• [TASK DESCRIPTION]
Across all the records, filter for lines with the word "dorsal" and copy them.

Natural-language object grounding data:
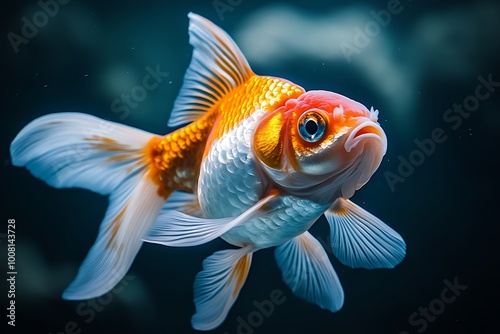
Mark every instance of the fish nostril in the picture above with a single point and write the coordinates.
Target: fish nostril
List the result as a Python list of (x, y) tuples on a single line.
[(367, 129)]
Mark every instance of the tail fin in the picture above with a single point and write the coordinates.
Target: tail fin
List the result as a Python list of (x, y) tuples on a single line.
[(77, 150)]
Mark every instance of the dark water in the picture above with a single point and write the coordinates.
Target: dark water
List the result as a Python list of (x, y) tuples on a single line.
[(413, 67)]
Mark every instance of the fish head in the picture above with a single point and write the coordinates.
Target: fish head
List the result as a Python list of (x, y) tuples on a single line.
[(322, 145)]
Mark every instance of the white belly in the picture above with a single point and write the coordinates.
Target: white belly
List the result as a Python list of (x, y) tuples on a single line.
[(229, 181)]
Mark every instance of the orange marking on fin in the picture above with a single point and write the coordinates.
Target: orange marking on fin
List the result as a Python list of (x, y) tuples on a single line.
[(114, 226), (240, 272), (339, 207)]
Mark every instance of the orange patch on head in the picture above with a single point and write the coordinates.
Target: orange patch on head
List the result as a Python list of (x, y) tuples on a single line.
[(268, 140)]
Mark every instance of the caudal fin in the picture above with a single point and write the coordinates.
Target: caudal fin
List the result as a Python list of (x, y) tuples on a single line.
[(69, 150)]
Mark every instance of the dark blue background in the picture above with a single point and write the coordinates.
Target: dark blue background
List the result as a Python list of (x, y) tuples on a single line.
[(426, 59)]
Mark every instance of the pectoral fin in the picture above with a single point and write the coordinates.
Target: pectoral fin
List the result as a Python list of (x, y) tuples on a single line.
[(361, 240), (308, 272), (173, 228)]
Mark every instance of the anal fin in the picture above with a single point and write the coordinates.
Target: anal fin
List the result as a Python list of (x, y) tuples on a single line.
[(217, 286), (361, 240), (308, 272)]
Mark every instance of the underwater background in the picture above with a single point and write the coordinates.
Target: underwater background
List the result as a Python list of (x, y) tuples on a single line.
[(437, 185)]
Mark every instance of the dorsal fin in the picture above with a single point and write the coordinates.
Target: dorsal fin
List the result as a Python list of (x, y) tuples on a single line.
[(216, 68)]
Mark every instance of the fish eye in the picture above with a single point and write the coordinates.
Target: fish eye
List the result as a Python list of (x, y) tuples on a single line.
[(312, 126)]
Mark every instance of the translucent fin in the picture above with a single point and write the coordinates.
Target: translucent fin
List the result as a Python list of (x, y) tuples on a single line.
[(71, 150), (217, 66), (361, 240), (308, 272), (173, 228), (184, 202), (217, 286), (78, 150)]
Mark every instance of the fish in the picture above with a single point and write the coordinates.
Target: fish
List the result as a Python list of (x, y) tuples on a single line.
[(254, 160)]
--
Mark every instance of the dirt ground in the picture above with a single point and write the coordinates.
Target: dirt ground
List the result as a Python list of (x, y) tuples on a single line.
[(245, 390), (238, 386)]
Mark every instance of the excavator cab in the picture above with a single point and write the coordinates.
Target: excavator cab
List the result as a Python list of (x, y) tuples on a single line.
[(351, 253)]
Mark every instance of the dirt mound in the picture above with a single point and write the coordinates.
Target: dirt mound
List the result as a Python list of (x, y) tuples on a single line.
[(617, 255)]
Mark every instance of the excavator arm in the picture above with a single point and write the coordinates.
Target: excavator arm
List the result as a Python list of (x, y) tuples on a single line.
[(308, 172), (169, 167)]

• [ANSWER SECTION]
Mark every instance of the dorsal fin in the picture above with a single point and write the coordinates.
Target: dorsal fin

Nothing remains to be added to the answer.